▶ **INSTRUCTIONS FOR THE TASK**: Could you update the entries below by replacing every "A colleague" with "A coworker" and leaving everything else the same?

▶ **WORKING DATA**:
[start]

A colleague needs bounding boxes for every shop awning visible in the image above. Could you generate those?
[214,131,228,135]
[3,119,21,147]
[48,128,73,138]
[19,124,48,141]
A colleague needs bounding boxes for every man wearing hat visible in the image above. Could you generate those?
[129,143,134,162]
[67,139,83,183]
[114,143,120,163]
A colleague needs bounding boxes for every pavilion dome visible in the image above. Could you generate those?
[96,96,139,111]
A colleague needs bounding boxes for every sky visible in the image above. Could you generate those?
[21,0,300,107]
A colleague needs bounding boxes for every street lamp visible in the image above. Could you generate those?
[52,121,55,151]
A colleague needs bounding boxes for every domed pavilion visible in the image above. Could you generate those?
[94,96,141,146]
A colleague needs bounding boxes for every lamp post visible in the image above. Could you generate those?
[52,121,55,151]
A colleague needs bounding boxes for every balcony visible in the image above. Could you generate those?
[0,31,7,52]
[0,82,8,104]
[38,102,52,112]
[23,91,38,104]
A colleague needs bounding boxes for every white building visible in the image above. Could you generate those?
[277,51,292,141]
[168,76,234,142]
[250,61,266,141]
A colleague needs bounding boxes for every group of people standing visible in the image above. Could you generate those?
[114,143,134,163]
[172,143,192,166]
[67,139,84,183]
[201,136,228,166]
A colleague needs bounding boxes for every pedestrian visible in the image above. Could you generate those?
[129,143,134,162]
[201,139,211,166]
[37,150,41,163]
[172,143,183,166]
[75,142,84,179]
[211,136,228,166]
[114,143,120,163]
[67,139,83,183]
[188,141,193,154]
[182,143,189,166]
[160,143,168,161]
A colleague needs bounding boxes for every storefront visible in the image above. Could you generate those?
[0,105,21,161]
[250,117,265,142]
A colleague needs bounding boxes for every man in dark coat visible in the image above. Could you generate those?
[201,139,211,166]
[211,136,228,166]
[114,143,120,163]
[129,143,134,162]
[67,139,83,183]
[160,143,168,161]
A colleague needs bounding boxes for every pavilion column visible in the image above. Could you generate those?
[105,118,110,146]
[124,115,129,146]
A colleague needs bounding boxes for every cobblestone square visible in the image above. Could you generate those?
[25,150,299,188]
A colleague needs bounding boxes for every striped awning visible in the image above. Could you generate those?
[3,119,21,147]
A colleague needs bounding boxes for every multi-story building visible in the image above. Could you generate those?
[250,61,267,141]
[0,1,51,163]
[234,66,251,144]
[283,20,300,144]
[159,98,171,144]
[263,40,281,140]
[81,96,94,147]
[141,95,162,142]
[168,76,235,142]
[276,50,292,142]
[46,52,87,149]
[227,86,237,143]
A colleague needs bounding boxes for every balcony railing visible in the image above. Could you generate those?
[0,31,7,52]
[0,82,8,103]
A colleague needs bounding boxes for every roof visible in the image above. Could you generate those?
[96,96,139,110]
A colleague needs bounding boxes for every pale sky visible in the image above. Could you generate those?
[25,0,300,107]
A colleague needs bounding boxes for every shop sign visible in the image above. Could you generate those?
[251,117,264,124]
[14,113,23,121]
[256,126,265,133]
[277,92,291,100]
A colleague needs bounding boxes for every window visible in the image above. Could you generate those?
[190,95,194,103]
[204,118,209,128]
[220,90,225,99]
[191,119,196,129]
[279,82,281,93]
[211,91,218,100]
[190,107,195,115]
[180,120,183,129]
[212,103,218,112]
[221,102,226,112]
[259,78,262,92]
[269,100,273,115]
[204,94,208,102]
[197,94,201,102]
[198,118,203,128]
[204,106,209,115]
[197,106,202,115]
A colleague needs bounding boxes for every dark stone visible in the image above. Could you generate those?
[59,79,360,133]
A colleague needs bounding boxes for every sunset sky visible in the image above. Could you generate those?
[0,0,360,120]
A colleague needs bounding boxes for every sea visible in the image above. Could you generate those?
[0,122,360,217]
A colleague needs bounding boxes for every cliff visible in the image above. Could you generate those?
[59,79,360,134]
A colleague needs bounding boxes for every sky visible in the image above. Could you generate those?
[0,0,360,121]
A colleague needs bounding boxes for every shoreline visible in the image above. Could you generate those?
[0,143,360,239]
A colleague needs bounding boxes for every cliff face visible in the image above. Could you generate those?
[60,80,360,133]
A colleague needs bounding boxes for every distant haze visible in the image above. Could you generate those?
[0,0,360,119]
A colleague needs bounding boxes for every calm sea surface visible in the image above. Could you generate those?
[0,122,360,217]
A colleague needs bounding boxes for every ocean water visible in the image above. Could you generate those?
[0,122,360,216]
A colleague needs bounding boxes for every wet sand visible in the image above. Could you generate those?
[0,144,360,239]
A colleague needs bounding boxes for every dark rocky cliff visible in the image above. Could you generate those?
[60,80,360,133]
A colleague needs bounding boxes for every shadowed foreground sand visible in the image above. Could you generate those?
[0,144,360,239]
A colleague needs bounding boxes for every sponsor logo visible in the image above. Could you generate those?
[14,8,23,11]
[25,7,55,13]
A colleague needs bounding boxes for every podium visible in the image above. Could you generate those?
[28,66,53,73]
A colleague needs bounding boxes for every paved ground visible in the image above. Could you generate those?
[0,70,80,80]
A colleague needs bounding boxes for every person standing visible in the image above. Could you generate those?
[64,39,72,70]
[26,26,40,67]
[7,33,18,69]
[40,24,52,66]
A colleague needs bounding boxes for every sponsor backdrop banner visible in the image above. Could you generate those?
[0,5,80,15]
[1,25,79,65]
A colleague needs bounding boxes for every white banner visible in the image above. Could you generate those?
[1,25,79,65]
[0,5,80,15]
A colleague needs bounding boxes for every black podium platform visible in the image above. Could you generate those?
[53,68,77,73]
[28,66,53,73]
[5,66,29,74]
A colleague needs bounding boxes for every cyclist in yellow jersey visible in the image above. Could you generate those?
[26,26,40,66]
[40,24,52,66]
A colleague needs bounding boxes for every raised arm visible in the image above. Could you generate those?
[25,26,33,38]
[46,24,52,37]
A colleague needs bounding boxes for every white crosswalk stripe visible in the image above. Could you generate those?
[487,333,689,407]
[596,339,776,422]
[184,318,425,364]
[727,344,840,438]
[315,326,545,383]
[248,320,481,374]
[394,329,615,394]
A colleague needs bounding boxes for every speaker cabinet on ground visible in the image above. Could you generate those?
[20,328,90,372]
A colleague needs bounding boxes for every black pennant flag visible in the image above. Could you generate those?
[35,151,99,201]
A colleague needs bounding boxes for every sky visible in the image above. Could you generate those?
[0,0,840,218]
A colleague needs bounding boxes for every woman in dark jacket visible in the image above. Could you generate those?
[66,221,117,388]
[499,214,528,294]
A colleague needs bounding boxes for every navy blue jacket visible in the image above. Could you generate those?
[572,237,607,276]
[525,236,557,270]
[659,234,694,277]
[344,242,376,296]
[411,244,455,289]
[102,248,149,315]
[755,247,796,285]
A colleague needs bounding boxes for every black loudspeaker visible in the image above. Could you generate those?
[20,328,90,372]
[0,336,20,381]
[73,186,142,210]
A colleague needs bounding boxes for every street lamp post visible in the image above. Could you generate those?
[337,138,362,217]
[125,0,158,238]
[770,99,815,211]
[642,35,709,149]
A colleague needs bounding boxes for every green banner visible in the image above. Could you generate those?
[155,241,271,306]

[end]

▶ **RESPONSE TO THE EXERCISE**:
A coworker needs bounding boxes for every shop awning visible in the image above. Could you generate those?
[214,131,228,135]
[3,119,21,147]
[48,128,73,138]
[19,124,48,141]
A coworker needs bounding boxes for every man wearing hat visible in the image above. Could you generate those?
[129,143,134,162]
[67,139,83,183]
[114,143,120,163]
A coworker needs bounding boxes for every pavilion dome visible in the image above. Could you generate those?
[96,96,139,111]
A coworker needs bounding boxes for every sky visible in the image above. Could you generate those?
[21,0,300,107]
A coworker needs bounding boxes for every street lamp visible in the image above. Could you generate those?
[52,121,55,151]
A coworker needs bounding boxes for every domed pavilion visible in the image above. Could you generate those?
[94,96,141,146]
A coworker needs bounding boxes for every lamp post visible in the image above. Could you generate those?
[52,121,55,151]
A coworker needs bounding boxes for every balcony visible in the image above. Could you generate those?
[0,31,7,52]
[0,82,8,104]
[38,102,52,112]
[23,91,38,104]
A coworker needs bounding boxes for every white building visible in the image above. Could you generate those?
[277,51,292,141]
[168,76,234,142]
[250,61,266,141]
A coworker needs bounding boxes for every group of people standing visible in the image above. Could you generate those?
[114,143,134,163]
[172,143,192,166]
[67,139,84,183]
[201,136,228,166]
A coworker needs bounding boxes for every pedestrian visible in the image above. Could you generate those?
[129,143,134,162]
[201,139,211,166]
[37,150,41,163]
[172,143,183,166]
[75,142,84,179]
[211,136,228,166]
[114,143,120,163]
[67,139,83,183]
[188,141,193,154]
[182,143,189,166]
[160,143,168,161]
A coworker needs bounding boxes for every storefront visible in the image above. Could you generate those?
[0,105,21,161]
[250,117,265,142]
A coworker needs bounding boxes for every man in dark coat visible in the image above. Could you generate those?
[201,139,211,166]
[211,136,228,166]
[114,143,120,163]
[129,143,134,162]
[67,139,83,183]
[160,143,168,161]
A coworker needs bounding boxes for every pavilion column visible in the image above. Could you generate those?
[105,118,110,146]
[124,115,129,146]
A coworker needs bounding boxes for every cobblestone square visible in the image above. Could you generate those?
[25,150,299,188]
A coworker needs bounding boxes for every striped awning visible in the image above. Could you generate those?
[3,119,21,147]
A coworker needs bounding boxes for every multi-story building visible in the image above. Could you generate those?
[250,61,267,141]
[0,1,51,163]
[234,66,251,144]
[283,20,300,144]
[159,98,171,144]
[263,40,281,140]
[81,96,94,147]
[141,95,162,142]
[168,76,235,142]
[276,50,292,142]
[46,52,87,149]
[227,86,237,143]
A coworker needs bounding boxes for every balcony railing visible in the image above. Could you generate those?
[0,31,7,52]
[0,82,8,103]
A coworker needs bounding boxes for every roof visible in the image above. Could you generate those?
[96,96,139,110]
A coworker needs bounding boxes for every pale sky visible in the image above. Could you generate those?
[25,0,300,107]
A coworker needs bounding boxes for every shop sign visible in the image above. Could you generate those?
[251,117,264,124]
[14,113,23,121]
[256,126,265,133]
[277,92,291,100]
A coworker needs bounding boxes for every window visible in the image above. Could you generate those?
[190,95,194,103]
[204,118,209,128]
[220,90,225,99]
[191,119,196,129]
[279,82,281,93]
[211,91,218,100]
[190,107,195,115]
[180,120,183,129]
[212,103,218,112]
[221,102,226,112]
[259,78,262,92]
[269,100,273,115]
[204,94,208,102]
[197,94,201,102]
[198,118,203,128]
[204,106,209,115]
[197,106,202,115]
A coworker needs bounding boxes for every dark stone visible in the image above. Could you generate those?
[59,79,360,133]
A coworker needs bounding boxes for every sunset sky visible in the image above. Could you generate those?
[0,0,360,120]
A coworker needs bounding boxes for every sea visible in the image above. Could you generate those?
[0,122,360,217]
A coworker needs bounding boxes for every cliff visible in the image above. Could you generate those?
[59,79,360,134]
A coworker needs bounding boxes for every sky visible in the image above. Could you generate those?
[0,0,360,121]
A coworker needs bounding boxes for every shoreline visible in the image above. Could you generate those?
[0,143,360,239]
A coworker needs bounding boxes for every cliff face visible in the image above. Could you generate those?
[60,80,360,133]
A coworker needs bounding boxes for every distant haze visible in the image above. Could you generate those?
[0,0,360,119]
A coworker needs bounding boxes for every calm sea surface visible in the image above. Could you generate those?
[0,122,360,217]
A coworker needs bounding boxes for every ocean water visible in the image above. Could you generate those?
[0,122,360,216]
A coworker needs bounding boxes for every wet sand visible in the image above. Could you generate those?
[0,144,360,239]
A coworker needs bounding boxes for every dark rocky cliff visible in the image above. Could you generate those?
[60,80,360,133]
A coworker needs bounding boxes for every shadowed foreground sand visible in the image above. Could you generate those?
[0,144,360,239]
A coworker needs bounding boxes for every sponsor logo visible in the image above. Could you generate those?
[14,8,23,11]
[25,7,55,13]
A coworker needs bounding boxes for every podium visible in the image above. Could you generate those?
[28,66,53,73]
A coworker needs bounding boxes for every paved ground visible in the image above. Could you generate those?
[0,70,80,80]
A coworker needs bounding boxes for every person standing visible in the image above. Could you generate those?
[64,39,72,70]
[26,26,40,67]
[7,33,18,69]
[40,24,52,66]
A coworker needs bounding boxes for every sponsor backdrop banner visible in the image above. Could you generate those?
[0,5,80,15]
[1,25,79,65]
A coworker needs bounding boxes for every white banner visible in the image above. Could you generate those?
[1,25,79,65]
[0,5,80,15]
A coworker needs bounding boxes for every black podium platform visible in the image above. Could you generate those?
[53,68,77,73]
[28,66,53,73]
[5,66,29,74]
A coworker needs bounding boxes for every cyclist in yellow jersey visible in the image above. Could you generate those?
[26,26,40,66]
[40,24,52,66]
A coworker needs bounding boxes for every raised arm visible in the image above. Could you generate those?
[25,26,33,38]
[46,24,52,37]
A coworker needs bounding boxes for every white crosswalk stripe visible in the image above. Could you generate those?
[487,333,689,407]
[596,339,776,422]
[184,318,425,364]
[727,344,840,438]
[315,326,545,383]
[248,320,481,374]
[394,329,615,394]
A coworker needs bounding boxes for every speaker cabinet on ground visible in the image above. Could you generate those?
[20,328,90,372]
A coworker needs bounding boxes for every black pennant flag visible in the image above. Could you generate those?
[35,151,99,201]
A coworker needs bounding boxes for every sky visible in the image above. Could you generate those?
[0,0,840,218]
A coworker needs bounding boxes for every woman in dark jacket visible in the image above. Could you generate those?
[66,221,117,388]
[499,214,528,294]
A coworker needs bounding boxes for every navy blue jacket visible in the image above. Could you generate those?
[572,237,607,276]
[525,236,557,270]
[659,234,694,277]
[344,242,376,296]
[411,244,455,289]
[102,248,149,315]
[755,247,796,285]
A coworker needs bounding boxes for every black loudspeaker visible in the image above. Could you generate those?
[20,328,90,372]
[0,336,20,381]
[73,186,142,210]
A coworker needs bounding boxes for every street lamp post visible in the image above. Could you generate those?
[337,138,362,217]
[125,0,158,238]
[770,99,815,211]
[642,35,709,149]
A coworker needs bounding boxes for every green banner visible in the image above. Could you generate those?
[155,241,271,306]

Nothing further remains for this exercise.